» **AIM OF THE EXERCISE**
Please retype each of the entries below line for line, keeping every character unchanged.

» **MATERIAL PROVIDED**
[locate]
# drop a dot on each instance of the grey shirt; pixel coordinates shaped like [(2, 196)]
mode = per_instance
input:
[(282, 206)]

» **FINISHED TASK**
[locate]
# drop a dot on each instance of the grey shirt; pixel coordinates shaped like [(2, 196)]
mode = per_instance
input:
[(282, 206)]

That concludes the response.